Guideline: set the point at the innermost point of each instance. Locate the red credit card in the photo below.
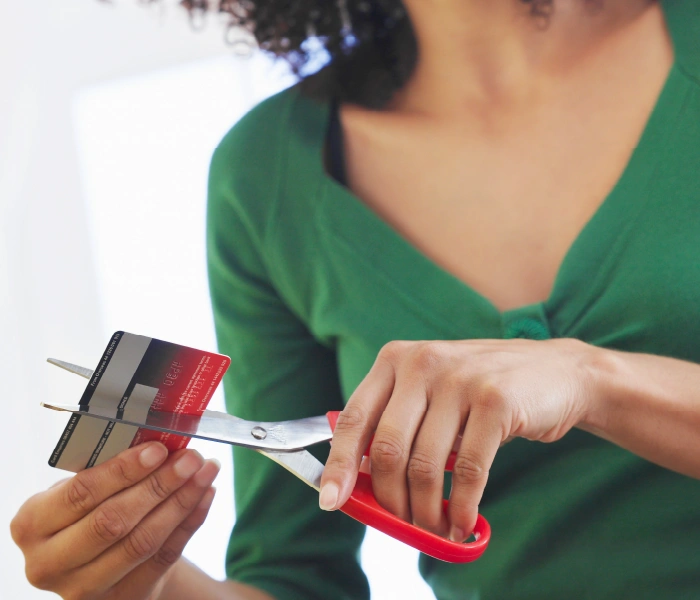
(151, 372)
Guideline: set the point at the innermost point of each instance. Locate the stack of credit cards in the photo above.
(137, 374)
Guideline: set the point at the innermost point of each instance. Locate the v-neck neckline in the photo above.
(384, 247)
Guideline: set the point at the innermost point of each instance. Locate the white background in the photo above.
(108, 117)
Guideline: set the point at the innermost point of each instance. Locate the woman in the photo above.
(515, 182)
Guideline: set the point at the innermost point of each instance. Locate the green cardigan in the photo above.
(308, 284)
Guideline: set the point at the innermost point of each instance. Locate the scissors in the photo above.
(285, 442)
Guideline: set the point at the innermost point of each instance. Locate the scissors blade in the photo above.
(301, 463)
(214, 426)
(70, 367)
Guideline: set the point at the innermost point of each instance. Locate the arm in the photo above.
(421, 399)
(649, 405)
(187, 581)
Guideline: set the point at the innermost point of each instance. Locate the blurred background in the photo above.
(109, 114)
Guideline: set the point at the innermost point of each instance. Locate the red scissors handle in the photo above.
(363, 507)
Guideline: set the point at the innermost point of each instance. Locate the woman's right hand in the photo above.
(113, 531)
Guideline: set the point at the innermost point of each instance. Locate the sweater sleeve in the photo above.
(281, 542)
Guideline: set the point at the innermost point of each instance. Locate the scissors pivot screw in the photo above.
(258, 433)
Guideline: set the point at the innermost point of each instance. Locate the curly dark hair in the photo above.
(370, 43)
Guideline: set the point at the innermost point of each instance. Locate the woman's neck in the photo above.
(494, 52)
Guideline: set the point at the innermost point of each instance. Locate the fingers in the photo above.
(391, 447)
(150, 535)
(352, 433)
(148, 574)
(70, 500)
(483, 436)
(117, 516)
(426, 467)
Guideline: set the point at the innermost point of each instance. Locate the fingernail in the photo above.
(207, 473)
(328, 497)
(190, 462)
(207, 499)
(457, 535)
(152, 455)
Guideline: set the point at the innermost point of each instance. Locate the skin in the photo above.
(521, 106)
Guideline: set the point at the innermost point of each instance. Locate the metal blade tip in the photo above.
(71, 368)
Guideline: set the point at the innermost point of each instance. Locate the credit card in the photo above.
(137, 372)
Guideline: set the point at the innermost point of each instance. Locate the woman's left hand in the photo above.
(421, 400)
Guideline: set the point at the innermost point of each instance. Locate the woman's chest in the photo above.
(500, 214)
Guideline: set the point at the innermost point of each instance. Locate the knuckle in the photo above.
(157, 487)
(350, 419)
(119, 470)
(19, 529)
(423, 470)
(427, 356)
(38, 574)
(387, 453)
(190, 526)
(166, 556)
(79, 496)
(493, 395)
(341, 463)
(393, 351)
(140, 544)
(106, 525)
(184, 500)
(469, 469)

◆ ◆ ◆ ◆ ◆

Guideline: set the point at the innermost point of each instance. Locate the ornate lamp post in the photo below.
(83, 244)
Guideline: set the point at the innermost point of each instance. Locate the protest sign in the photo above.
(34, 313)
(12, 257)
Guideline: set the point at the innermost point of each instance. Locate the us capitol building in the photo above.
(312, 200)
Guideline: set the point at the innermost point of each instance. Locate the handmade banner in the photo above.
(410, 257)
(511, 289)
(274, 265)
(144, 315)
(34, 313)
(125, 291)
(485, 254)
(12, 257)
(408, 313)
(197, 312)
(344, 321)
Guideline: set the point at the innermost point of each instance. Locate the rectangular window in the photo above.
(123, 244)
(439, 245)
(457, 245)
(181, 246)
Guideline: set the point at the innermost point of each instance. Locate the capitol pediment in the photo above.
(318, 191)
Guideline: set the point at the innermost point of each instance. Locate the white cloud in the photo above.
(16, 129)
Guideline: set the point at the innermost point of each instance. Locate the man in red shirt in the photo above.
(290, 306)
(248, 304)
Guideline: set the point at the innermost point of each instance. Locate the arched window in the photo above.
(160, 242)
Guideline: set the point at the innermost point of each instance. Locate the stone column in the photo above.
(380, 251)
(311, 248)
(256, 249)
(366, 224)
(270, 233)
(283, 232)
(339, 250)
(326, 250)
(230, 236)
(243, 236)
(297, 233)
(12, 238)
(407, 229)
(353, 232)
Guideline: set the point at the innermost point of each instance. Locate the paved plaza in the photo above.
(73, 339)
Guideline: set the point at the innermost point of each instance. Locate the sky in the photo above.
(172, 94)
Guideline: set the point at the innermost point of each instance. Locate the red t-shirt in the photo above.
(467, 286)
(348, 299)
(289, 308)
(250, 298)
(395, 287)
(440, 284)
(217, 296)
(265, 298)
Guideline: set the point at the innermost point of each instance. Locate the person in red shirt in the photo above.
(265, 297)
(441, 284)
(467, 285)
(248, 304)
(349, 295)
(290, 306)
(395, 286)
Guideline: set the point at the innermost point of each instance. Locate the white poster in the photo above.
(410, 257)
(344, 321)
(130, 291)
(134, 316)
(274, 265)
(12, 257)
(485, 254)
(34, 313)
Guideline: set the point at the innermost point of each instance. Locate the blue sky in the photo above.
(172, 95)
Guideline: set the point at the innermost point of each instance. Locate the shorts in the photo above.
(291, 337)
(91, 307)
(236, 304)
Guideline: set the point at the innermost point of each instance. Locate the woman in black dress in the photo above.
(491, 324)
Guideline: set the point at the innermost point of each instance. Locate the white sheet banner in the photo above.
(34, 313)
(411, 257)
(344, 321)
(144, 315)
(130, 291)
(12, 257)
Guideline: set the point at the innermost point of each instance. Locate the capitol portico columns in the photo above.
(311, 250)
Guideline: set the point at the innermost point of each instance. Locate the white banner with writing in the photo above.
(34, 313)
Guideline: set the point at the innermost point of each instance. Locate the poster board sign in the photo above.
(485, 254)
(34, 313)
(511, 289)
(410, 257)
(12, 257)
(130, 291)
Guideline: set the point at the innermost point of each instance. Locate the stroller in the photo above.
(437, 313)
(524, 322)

◆ ◆ ◆ ◆ ◆

ЗАДАНИЕ — Найдите все строки выше, где есть слово «sign», и перепишите каждую целиком. Регистр букв учитывается.

ОТВЕТ К ЗАДАНИЮ —
Guideline: set the point at the innermost point of each instance. Locate the protest sign in the photo above.
Guideline: set the point at the innermost point of each instance. Locate the poster board sign in the photo above.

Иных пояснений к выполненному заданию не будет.